| Annotated photo localization data |
►

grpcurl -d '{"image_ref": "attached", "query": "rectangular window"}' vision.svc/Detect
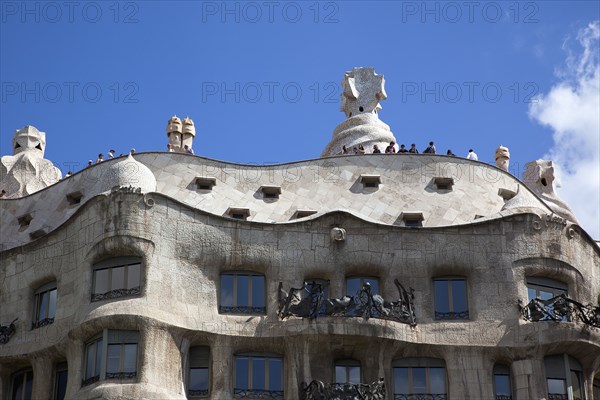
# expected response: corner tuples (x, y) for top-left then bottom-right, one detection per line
(434, 277), (469, 320)
(92, 258), (142, 302)
(526, 277), (568, 321)
(83, 330), (139, 386)
(493, 365), (512, 400)
(189, 346), (210, 397)
(54, 364), (68, 400)
(393, 359), (447, 398)
(32, 282), (57, 329)
(335, 360), (361, 384)
(219, 272), (266, 314)
(346, 277), (379, 296)
(11, 370), (33, 400)
(234, 354), (283, 398)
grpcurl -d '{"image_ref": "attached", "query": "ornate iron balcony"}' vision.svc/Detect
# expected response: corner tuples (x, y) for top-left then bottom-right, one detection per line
(279, 279), (416, 326)
(31, 317), (54, 330)
(91, 286), (141, 302)
(219, 306), (267, 314)
(189, 389), (209, 396)
(81, 375), (100, 386)
(106, 371), (137, 380)
(434, 311), (469, 321)
(303, 378), (385, 400)
(495, 395), (512, 400)
(519, 294), (600, 328)
(547, 394), (568, 400)
(234, 388), (284, 398)
(0, 318), (17, 344)
(393, 395), (447, 400)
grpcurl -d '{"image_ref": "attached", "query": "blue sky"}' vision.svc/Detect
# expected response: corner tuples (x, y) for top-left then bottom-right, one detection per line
(1, 1), (599, 238)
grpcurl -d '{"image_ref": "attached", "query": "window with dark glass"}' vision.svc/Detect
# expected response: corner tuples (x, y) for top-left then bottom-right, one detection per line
(434, 277), (469, 320)
(234, 354), (283, 398)
(92, 257), (141, 302)
(346, 277), (379, 296)
(83, 330), (139, 386)
(11, 369), (33, 400)
(219, 272), (266, 314)
(544, 355), (585, 400)
(32, 282), (57, 329)
(188, 346), (210, 397)
(334, 360), (361, 384)
(493, 364), (512, 400)
(54, 363), (68, 400)
(393, 358), (447, 400)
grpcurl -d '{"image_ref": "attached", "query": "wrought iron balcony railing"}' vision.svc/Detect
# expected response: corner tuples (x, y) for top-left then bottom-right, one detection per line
(105, 371), (137, 380)
(434, 311), (469, 321)
(188, 388), (209, 396)
(234, 388), (284, 398)
(31, 317), (54, 330)
(303, 379), (385, 400)
(393, 395), (447, 400)
(91, 286), (141, 302)
(0, 318), (17, 344)
(219, 306), (267, 314)
(519, 294), (600, 328)
(81, 375), (100, 386)
(279, 279), (416, 326)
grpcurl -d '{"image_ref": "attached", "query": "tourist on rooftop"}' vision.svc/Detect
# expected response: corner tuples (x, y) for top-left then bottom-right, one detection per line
(358, 144), (366, 154)
(108, 149), (115, 159)
(342, 145), (349, 155)
(385, 141), (396, 153)
(353, 147), (359, 154)
(96, 153), (104, 163)
(167, 144), (174, 152)
(409, 144), (419, 154)
(87, 160), (93, 167)
(447, 149), (455, 156)
(467, 149), (478, 160)
(398, 144), (408, 153)
(372, 144), (381, 153)
(184, 145), (194, 155)
(0, 190), (6, 198)
(423, 141), (436, 154)
(130, 148), (136, 155)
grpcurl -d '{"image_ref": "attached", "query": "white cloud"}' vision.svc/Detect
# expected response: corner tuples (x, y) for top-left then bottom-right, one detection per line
(529, 21), (600, 240)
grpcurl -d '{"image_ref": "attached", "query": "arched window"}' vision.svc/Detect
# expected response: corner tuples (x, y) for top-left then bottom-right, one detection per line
(334, 359), (361, 384)
(11, 369), (33, 400)
(393, 358), (447, 399)
(219, 272), (266, 314)
(433, 277), (469, 320)
(526, 277), (567, 301)
(544, 355), (585, 400)
(493, 364), (512, 400)
(188, 346), (210, 397)
(234, 353), (283, 398)
(92, 257), (142, 302)
(32, 281), (57, 329)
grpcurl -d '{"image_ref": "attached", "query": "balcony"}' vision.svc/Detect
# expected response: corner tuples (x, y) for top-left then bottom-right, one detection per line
(519, 294), (600, 328)
(303, 378), (385, 400)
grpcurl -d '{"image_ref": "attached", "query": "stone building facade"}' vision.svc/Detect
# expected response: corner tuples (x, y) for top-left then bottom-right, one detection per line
(1, 68), (599, 400)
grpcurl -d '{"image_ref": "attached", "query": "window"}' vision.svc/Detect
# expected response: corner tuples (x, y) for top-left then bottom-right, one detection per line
(526, 277), (568, 322)
(54, 363), (68, 400)
(188, 346), (210, 397)
(234, 354), (283, 398)
(434, 277), (469, 320)
(593, 378), (599, 400)
(17, 214), (32, 229)
(32, 282), (57, 329)
(83, 330), (139, 386)
(434, 177), (454, 191)
(346, 276), (379, 296)
(544, 355), (585, 400)
(260, 185), (281, 199)
(360, 174), (381, 189)
(399, 212), (424, 227)
(393, 358), (446, 399)
(92, 257), (141, 302)
(226, 207), (250, 220)
(493, 364), (512, 400)
(66, 191), (83, 205)
(220, 272), (266, 314)
(11, 369), (33, 400)
(335, 360), (361, 384)
(195, 177), (216, 190)
(293, 209), (317, 219)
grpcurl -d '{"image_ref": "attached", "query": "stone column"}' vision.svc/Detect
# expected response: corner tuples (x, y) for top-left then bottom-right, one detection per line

◄

| WHAT IS REQUIRED |
For the word "balcony", please say how many lines in the entries hold it, with only the number as the reply.

| REPLY TO THE TASK |
3